Stored data entries
○ ○ ○ ○ ○ ○ ○

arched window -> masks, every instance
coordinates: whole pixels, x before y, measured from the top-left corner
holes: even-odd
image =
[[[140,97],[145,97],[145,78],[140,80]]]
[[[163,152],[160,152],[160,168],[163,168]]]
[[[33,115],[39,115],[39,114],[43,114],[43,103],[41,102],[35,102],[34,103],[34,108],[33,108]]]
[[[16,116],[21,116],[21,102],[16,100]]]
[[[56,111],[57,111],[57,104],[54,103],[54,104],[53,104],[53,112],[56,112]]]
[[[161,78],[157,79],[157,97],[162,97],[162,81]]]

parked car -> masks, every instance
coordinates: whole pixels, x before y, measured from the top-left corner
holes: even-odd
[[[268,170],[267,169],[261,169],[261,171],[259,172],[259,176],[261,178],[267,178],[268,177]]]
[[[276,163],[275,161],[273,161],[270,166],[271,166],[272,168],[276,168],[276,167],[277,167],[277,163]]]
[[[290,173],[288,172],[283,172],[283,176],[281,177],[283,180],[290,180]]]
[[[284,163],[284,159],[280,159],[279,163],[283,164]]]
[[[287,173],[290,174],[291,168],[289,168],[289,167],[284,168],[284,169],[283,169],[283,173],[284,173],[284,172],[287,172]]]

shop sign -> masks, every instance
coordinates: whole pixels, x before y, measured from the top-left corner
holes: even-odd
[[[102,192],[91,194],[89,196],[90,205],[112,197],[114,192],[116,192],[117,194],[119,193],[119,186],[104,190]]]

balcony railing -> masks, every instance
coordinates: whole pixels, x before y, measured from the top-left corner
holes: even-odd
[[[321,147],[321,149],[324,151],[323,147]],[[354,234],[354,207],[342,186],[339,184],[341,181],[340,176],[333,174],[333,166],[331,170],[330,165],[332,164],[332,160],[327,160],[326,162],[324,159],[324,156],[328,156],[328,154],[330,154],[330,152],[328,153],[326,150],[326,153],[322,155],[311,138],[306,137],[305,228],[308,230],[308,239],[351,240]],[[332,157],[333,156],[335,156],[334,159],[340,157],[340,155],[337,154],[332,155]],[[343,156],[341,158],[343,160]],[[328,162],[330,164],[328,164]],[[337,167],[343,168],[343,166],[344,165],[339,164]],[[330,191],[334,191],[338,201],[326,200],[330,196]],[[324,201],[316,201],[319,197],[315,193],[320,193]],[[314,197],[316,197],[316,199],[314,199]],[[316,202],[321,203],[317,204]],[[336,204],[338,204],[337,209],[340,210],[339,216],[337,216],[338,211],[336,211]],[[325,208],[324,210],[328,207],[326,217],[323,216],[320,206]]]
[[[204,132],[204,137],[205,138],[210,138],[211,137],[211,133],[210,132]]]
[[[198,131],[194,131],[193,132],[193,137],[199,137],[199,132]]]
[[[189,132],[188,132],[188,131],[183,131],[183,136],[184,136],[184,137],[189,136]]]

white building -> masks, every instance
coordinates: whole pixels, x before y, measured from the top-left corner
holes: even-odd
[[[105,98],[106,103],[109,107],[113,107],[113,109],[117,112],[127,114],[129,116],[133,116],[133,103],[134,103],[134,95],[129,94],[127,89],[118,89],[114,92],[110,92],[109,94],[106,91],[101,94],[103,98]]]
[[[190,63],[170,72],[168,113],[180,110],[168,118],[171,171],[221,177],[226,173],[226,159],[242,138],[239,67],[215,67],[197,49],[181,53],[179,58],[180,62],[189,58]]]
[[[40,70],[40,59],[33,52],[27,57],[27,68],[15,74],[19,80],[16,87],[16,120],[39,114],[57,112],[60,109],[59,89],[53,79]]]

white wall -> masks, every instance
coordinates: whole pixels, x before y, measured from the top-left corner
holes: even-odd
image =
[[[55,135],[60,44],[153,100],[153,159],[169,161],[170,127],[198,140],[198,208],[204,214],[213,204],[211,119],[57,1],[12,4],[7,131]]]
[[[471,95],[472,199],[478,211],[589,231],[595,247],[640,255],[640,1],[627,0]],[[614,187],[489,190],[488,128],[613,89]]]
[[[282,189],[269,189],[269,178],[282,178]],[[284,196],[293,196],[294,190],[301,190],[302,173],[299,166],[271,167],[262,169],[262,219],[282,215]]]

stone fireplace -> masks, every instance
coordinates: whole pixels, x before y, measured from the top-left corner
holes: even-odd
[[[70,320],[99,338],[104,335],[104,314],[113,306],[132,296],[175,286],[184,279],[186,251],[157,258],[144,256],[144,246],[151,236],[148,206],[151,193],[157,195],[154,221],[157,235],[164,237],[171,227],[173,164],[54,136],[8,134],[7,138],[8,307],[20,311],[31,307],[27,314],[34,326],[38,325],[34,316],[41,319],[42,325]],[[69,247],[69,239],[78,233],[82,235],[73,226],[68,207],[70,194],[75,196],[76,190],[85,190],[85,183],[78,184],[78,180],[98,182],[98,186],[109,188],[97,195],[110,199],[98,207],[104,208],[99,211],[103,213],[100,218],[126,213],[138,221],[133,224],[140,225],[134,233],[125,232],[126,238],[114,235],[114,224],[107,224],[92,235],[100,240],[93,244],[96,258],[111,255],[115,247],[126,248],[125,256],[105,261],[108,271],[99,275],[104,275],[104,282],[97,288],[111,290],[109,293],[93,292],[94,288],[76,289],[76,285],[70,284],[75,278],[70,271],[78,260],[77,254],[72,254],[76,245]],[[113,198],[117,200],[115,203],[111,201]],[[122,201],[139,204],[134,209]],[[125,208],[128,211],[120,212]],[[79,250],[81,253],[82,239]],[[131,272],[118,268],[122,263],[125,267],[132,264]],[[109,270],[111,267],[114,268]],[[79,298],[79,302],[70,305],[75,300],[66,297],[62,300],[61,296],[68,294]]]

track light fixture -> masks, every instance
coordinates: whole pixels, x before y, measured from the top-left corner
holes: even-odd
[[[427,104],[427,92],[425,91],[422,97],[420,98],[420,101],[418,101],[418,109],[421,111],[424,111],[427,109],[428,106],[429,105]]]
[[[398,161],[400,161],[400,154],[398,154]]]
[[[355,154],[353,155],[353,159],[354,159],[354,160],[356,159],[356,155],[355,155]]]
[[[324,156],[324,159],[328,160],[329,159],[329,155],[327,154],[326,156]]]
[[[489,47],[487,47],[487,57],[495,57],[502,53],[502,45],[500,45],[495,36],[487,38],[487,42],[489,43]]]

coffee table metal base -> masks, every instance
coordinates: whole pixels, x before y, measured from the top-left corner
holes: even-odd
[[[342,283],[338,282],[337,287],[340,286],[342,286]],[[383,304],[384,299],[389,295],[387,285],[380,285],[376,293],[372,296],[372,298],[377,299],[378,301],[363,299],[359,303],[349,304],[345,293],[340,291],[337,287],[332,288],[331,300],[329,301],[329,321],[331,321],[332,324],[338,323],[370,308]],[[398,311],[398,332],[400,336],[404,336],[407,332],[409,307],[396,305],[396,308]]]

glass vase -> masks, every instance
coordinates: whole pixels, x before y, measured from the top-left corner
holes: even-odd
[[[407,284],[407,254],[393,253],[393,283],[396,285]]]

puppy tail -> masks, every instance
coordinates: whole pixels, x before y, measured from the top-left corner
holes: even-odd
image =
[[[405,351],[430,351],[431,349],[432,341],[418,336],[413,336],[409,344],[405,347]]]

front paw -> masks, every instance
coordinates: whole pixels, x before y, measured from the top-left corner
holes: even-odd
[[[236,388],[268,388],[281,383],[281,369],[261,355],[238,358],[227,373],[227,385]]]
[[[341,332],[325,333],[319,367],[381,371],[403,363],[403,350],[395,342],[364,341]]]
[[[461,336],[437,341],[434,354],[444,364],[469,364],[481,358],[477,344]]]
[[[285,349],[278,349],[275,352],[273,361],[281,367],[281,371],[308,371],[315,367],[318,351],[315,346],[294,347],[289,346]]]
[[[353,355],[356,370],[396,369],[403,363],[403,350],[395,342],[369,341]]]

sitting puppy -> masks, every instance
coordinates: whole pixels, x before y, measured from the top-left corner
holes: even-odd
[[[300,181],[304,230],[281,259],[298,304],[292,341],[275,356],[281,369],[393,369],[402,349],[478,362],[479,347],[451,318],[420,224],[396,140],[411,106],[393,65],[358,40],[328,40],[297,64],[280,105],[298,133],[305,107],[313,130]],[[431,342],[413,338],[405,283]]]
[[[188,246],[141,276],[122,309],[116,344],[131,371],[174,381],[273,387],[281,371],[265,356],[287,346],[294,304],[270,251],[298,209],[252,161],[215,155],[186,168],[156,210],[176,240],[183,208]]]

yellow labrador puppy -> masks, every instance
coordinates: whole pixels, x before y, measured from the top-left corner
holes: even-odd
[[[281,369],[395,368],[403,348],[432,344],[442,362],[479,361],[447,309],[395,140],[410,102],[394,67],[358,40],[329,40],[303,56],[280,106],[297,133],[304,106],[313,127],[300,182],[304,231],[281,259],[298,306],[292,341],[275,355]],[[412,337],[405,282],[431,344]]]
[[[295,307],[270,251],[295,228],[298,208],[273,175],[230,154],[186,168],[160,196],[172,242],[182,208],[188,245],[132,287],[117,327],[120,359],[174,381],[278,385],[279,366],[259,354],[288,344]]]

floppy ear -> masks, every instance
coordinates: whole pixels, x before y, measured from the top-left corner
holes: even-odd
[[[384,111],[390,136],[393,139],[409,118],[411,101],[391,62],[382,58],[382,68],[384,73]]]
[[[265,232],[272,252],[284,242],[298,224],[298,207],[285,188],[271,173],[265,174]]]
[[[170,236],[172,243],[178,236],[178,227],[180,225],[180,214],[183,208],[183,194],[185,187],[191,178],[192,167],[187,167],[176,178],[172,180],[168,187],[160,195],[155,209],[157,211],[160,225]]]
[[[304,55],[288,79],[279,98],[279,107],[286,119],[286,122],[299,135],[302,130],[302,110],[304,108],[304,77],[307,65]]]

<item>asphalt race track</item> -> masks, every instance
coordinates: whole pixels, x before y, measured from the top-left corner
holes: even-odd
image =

○ ○ ○ ○ ○ ○ ○

What to work on: Every line above with the word "track" belongs in the answer, copied as written.

Answer section:
track light fixture -> masks, every instance
<item>asphalt race track</item> -> masks, every instance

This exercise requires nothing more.